▸ Petite tâche A
D'après le texte sur Crowhurst, dites si chaque affirmation est juste ou non, en citant à chaque fois les mots du texte qui tranchent : (i) Crowhurst quitte Mullards au bout d'un an ; (ii) son bateau s'appelle le Navicator ; (iii) Rachel est née en 1961.
▸ Petite tâche B
Recopiez sans rien changer le passage du texte sur Crowhurst qui commence aux mots « Il se fait embaucher » et s'arrête après « campagne du Somerset. ».
▸ Petite tâche C
Poursuivez le texte sur la vie de Crowhurst à partir de l'endroit où il s'arrête.

▸ Texte à lire

Il se fait embaucher
dans une entreprise d'électronique, du nom de Mullards, qu'il quitte au bout
d'un an. Puis, à l'âge de 26 ans, il devient ingénieur calcul pour une autre
société d'électronique, à Bridgewater, dans le Somerset. Il rêve d'inventer ses
propres appareils électroniques et passe de nombreuses heures de son temps
libre à bricoler des câbles et des transistors pour créer des gadgets. Il se
ressource en naviguant à bord de son petit bateau bleu de 6 mètres, le Pot of
Gold.
Crowhurst met au point
le Navicator, un système de radionavigation embarqué pour voiliers et monte sa
propre entreprise, Electron Utilisation, pour construire et commercialiser l'appareil.
Sa famille s'agrandit avec la naissance de Simon en 1960, Roger en 1961 et Rachel
en 1962. Les Crowhurst vivent heureux dans la campagne du Somerset.

[Exemples de détection]
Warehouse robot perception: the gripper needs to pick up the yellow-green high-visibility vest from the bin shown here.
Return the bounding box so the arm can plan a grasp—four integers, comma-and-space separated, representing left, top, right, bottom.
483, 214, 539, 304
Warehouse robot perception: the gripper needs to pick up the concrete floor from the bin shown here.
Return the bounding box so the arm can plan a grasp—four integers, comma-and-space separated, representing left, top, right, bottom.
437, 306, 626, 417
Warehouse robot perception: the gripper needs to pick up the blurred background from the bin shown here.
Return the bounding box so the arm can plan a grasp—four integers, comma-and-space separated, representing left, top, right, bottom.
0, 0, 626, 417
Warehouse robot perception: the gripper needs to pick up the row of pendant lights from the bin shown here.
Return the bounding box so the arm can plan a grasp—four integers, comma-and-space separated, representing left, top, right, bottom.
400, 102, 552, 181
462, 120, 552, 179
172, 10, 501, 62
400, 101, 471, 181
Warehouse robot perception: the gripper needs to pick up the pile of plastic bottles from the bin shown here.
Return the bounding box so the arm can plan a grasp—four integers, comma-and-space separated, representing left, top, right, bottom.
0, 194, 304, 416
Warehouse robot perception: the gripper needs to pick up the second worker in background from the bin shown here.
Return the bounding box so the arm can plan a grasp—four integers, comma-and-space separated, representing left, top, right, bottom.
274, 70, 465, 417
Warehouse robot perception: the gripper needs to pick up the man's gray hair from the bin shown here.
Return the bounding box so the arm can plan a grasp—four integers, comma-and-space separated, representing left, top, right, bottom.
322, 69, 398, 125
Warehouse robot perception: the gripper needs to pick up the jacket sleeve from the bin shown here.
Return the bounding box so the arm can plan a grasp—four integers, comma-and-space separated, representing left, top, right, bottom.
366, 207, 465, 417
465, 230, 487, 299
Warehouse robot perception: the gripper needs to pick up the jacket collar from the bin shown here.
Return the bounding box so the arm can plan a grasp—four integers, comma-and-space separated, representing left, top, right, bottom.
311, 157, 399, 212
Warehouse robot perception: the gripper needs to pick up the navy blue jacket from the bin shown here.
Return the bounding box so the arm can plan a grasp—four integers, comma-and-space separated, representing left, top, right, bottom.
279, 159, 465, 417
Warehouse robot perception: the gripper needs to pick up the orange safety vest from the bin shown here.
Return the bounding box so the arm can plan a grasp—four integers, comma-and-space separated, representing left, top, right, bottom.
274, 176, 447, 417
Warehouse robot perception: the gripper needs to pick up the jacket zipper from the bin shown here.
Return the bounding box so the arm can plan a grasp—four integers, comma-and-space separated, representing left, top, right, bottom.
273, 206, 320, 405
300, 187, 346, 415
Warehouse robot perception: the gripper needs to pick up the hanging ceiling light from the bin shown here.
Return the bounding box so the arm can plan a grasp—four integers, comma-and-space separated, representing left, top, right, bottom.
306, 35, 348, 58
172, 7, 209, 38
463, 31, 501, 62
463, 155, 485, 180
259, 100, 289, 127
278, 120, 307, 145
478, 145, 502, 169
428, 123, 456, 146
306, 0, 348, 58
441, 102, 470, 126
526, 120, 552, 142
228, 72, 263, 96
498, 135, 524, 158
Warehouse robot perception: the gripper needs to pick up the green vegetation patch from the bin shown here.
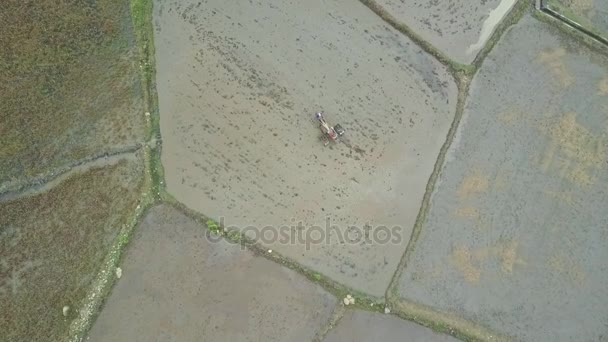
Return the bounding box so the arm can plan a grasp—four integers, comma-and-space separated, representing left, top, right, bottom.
544, 0, 608, 39
0, 157, 144, 341
0, 0, 145, 183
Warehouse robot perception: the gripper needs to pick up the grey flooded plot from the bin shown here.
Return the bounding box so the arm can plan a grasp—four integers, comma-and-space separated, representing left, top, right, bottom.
400, 17, 608, 341
154, 0, 456, 296
324, 310, 458, 342
544, 0, 608, 39
89, 206, 337, 342
376, 0, 516, 64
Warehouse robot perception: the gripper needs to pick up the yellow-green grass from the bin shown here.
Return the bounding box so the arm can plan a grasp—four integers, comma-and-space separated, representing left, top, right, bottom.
0, 156, 144, 341
0, 0, 145, 184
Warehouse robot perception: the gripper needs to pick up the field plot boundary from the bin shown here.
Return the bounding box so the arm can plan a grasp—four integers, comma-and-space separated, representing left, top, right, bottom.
57, 0, 608, 341
539, 0, 608, 46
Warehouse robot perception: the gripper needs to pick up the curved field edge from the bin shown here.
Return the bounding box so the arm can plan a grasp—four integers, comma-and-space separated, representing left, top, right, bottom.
66, 0, 164, 342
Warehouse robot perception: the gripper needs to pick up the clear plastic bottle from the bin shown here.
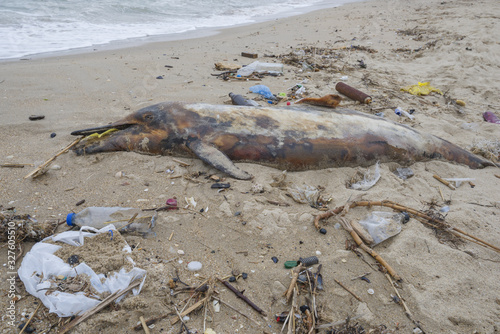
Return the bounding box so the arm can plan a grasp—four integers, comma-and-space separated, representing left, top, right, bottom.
236, 61, 283, 77
229, 93, 259, 107
359, 211, 405, 246
66, 207, 157, 234
394, 107, 415, 120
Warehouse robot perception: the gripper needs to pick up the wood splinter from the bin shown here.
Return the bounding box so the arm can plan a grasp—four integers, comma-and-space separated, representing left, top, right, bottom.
340, 217, 401, 281
217, 277, 267, 317
285, 263, 305, 302
333, 278, 363, 302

▸ Résultat final A
(i) Oui : « qu'il quitte au bout d'un an ».
(ii) Non : « son petit bateau bleu de 6 mètres, le Pot of Gold ».
(iii) Non : « Rachel en 1962 ».

▸ Résultat final B
Il se fait embaucher
dans une entreprise d'électronique, du nom de Mullards, qu'il quitte au bout
d'un an. Puis, à l'âge de 26 ans, il devient ingénieur calcul pour une autre
société d'électronique, à Bridgewater, dans le Somerset. Il rêve d'inventer ses
propres appareils électroniques et passe de nombreuses heures de son temps
libre à bricoler des câbles et des transistors pour créer des gadgets. Il se
ressource en naviguant à bord de son petit bateau bleu de 6 mètres, le Pot of
Gold.
Crowhurst met au point
le Navicator, un système de radionavigation embarqué pour voiliers et monte sa
propre entreprise, Electron Utilisation, pour construire et commercialiser l'appareil.
Sa famille s'agrandit avec la naissance de Simon en 1960, Roger en 1961 et Rachel
en 1962. Les Crowhurst vivent heureux dans la campagne du Somerset.

▸ Résultat final C
Lorsque Electron
Utilisation connaît des difficultés financières, Crowhurst rencontre un homme
d'affaires de Taunton, Stanley Best, qui accepte d'investir dans son
entreprise. Il finit même par financer le projet de Crowhurst de parcourir le
monde à bord de son trimaran Teignmouth Electron.
Dans l'Angleterre des
années 60, où l'Empire britannique n'existe plus, les hommes recherchent
l'aventure et la notoriété et nourrissent des rêves d'héroïsme. Comme le pays ne
peut se permettre d'envoyer des hommes sur la lune, il célèbre des héros comme Francis
Chichester, premier navigateur autour du monde en solitaire : parti
d'Angleterre, l'homme y était revenu après avoir fait une seule escale à
Sydney. À son retour en 1967, il est anobli par la reine Elizabeth II et
devient aussitôt un héros national.
Profitant de cet
engouement pour les tours du monde en solitaire, le Sunday Times organise la
Golden Globe, course à la voile autour du monde en solitaire et sans escales.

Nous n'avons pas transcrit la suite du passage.